» Dataset records:
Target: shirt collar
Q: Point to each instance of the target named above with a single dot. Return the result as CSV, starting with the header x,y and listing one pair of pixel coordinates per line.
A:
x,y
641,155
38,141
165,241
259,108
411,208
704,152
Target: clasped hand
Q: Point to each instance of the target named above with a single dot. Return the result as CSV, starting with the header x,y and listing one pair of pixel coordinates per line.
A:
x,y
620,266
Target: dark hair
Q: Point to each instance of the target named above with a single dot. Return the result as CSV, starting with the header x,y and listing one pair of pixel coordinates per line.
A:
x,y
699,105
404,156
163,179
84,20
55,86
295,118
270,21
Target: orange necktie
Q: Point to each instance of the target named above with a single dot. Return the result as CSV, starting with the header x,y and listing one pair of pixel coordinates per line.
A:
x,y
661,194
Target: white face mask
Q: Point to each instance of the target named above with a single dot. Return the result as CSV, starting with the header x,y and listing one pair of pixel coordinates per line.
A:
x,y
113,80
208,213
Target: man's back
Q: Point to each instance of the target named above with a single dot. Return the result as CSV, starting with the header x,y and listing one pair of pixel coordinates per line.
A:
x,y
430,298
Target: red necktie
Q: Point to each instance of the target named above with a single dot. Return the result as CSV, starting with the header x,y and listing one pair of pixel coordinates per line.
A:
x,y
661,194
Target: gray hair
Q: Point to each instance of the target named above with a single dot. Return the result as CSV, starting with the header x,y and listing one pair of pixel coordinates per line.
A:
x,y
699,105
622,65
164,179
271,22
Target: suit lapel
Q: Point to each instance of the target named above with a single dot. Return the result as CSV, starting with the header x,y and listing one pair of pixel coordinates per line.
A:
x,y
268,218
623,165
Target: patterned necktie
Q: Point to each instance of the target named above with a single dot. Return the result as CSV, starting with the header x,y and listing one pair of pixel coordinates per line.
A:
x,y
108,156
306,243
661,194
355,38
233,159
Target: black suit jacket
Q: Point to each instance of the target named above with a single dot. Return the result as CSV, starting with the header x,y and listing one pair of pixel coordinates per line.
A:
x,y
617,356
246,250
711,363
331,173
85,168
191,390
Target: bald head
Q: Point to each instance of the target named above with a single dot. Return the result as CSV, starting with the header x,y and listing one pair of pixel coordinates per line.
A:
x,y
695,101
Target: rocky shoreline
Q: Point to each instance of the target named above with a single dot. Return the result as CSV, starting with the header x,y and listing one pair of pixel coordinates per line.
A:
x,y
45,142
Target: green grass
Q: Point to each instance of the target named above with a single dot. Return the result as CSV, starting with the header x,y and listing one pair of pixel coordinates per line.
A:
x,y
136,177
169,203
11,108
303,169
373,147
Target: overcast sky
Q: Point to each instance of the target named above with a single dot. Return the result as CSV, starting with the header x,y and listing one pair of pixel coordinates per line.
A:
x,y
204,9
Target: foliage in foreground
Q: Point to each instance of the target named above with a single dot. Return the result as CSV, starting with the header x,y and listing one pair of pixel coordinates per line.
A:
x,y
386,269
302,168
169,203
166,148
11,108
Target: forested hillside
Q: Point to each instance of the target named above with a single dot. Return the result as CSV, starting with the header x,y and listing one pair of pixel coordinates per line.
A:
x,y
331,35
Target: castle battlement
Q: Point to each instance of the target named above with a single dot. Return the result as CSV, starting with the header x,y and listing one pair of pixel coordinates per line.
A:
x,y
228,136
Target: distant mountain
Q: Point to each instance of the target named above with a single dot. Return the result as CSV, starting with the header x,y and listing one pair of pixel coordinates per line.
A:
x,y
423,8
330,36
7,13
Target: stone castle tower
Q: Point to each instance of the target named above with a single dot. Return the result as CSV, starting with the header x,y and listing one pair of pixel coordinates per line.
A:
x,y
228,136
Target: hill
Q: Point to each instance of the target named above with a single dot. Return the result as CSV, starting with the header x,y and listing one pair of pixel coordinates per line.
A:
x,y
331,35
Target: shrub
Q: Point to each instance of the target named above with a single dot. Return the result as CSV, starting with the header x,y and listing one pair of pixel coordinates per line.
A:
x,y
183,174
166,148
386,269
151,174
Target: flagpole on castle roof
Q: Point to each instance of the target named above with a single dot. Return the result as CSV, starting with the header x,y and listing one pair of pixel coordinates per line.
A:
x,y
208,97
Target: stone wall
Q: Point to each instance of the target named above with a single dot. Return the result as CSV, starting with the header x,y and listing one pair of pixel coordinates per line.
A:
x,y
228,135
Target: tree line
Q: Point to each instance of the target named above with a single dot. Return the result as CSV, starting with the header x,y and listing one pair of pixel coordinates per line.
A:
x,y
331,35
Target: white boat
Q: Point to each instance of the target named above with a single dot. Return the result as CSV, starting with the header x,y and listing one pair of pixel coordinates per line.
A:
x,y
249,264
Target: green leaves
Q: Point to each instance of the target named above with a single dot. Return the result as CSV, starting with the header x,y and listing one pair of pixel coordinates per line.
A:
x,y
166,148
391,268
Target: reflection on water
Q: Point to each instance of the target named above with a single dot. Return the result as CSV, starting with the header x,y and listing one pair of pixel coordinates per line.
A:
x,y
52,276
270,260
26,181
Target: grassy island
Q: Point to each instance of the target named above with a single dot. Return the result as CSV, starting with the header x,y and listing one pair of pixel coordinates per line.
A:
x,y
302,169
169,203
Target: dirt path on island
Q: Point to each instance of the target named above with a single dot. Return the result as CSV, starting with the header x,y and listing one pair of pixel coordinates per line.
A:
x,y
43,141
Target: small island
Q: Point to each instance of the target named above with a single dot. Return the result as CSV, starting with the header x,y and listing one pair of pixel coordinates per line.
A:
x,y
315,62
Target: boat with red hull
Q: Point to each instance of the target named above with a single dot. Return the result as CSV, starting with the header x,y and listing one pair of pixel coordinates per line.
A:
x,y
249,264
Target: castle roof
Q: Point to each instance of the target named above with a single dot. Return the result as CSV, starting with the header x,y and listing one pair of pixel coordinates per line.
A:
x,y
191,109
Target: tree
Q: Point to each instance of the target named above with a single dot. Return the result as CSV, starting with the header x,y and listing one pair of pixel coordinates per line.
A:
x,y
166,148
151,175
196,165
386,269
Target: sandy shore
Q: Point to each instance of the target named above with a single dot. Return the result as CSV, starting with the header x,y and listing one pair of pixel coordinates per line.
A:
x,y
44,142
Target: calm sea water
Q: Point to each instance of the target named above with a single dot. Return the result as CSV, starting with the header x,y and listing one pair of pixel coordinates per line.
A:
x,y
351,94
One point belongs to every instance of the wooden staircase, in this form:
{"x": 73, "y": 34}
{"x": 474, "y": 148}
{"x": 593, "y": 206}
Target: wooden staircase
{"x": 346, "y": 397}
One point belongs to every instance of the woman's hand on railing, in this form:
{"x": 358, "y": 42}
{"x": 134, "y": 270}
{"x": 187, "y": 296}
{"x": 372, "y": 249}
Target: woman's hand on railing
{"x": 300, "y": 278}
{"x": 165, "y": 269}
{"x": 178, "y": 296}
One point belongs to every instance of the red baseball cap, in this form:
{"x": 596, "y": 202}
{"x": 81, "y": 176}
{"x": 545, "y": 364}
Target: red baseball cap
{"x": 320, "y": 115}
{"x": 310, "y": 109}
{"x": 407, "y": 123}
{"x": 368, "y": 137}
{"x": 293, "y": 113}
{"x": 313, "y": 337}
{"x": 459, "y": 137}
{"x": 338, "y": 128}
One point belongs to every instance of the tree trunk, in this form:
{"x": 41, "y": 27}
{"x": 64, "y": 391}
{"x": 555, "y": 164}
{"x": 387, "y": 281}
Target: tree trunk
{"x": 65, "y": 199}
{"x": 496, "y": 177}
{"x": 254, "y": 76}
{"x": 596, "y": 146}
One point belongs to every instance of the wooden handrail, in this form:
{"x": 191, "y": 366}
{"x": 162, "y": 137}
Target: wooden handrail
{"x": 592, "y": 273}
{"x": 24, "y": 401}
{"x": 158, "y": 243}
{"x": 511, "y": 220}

» WORK INSTRUCTION: Using the data above, repeat exactly the lines that begin at the line with "Target: overcast sky" and end at the line with "Target: foliage in foreground", both ends included.

» ANSWER TO THIS PROBLEM:
Target: overcast sky
Q: Point to each instance of the target named above with a single dot. Return the result as CSV, starting with the header x,y and listing one pair of pixel coordinates per line.
A:
x,y
204,9
Target: foliage in foreground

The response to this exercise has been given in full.